> [Отрывок текста]
- - -

Век спустя о том же говорил Оскар Уайльд: «В прежнее время книги писали писатели, а читали читатели. Теперь книги пишут читатели и не читает никто» («Несколько максим для наставления чересчур образованных», 1894). Если это не предвидение эры Интернета, то что это?
В нашей культуре чтение — причем чтение «высокой» литературы — долгое время было занятием высшего сорта, чуть ли не таинством. Можно без особой натяжки сказать, что человек не читающий считался у нас не вполне человеком. В наиболее крайней форме эту мысль выразил Иосиф Бродский: «Есть преступления более тяжкие, чем сжигать книги. Одно из них — не читать их» (речь по случаю присвоения звания поэта-лауреата США, май 1991 г.).
Многим еще памятна история с женой футболиста Жиркова, не знавшей, кто такие Барто и Маршак. А о самом Маршаке Бенедикт Сарнов в книге «Пришествие капитана Лебядкина» (1993) рассказывает такую историю:
«У Александра Трифоновича Твардовского однажды сломалась машина. И старик Маршак, с которым они были дружны, предложил ему:
— Я стар, все равно почти никуда уже не езжу. Бери мою.
На следующее утро машина Маршака стояла у подъезда Твардовского.
Шофер отложил в сторону какую-то толстую книгу и взялся за руль, ожидая указаний: куда ехать?
Твардовскому, понятно, захотелось узнать, что за книгу читает шофер. Он перегнулся через сиденье, глянул: это была „Анна Каренина“. Сердце поэта залило волной радости.
— Ну как? Нравится? — спросил он, кивнув на книгу и, само собой, не сомневаясь в ответе. — Ох, и не говорите! — вздохнул шофер.
И по дороге он рассказал ему такую горестную историю.

- - -

Записи набора данных о местоположении объектов
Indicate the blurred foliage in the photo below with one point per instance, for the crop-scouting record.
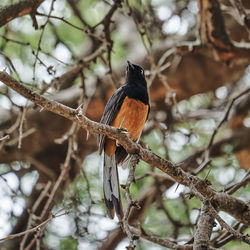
(61, 44)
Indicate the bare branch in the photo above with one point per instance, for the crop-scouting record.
(12, 11)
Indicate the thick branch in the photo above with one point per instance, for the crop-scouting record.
(131, 147)
(204, 230)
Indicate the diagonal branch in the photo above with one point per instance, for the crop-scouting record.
(12, 11)
(131, 147)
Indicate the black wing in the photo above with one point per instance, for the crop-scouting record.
(110, 111)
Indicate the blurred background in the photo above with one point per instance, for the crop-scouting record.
(196, 57)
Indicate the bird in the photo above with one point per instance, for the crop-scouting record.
(128, 109)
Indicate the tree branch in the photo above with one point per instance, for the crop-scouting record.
(131, 147)
(12, 11)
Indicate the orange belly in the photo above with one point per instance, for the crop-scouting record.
(132, 117)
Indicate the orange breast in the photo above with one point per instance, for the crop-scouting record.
(132, 117)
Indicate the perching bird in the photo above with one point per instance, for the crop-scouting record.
(128, 109)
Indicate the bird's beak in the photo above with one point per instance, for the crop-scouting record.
(130, 65)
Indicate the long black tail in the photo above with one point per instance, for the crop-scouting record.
(111, 187)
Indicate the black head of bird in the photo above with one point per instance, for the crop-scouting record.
(135, 74)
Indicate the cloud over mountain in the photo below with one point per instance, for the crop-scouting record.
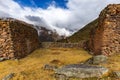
(77, 14)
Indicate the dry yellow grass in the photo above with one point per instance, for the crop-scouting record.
(30, 67)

- - -

Воспроизведите дословно ту часть отрывка о чтении, что открывается словами «Многим еще памятна» и завершается словами «езжу. Бери мою.».

Многим еще памятна история с женой футболиста Жиркова, не знавшей, кто такие Барто и Маршак. А о самом Маршаке Бенедикт Сарнов в книге «Пришествие капитана Лебядкина» (1993) рассказывает такую историю:
«У Александра Трифоновича Твардовского однажды сломалась машина. И старик Маршак, с которым они были дружны, предложил ему:
— Я стар, все равно почти никуда уже не езжу. Бери мою.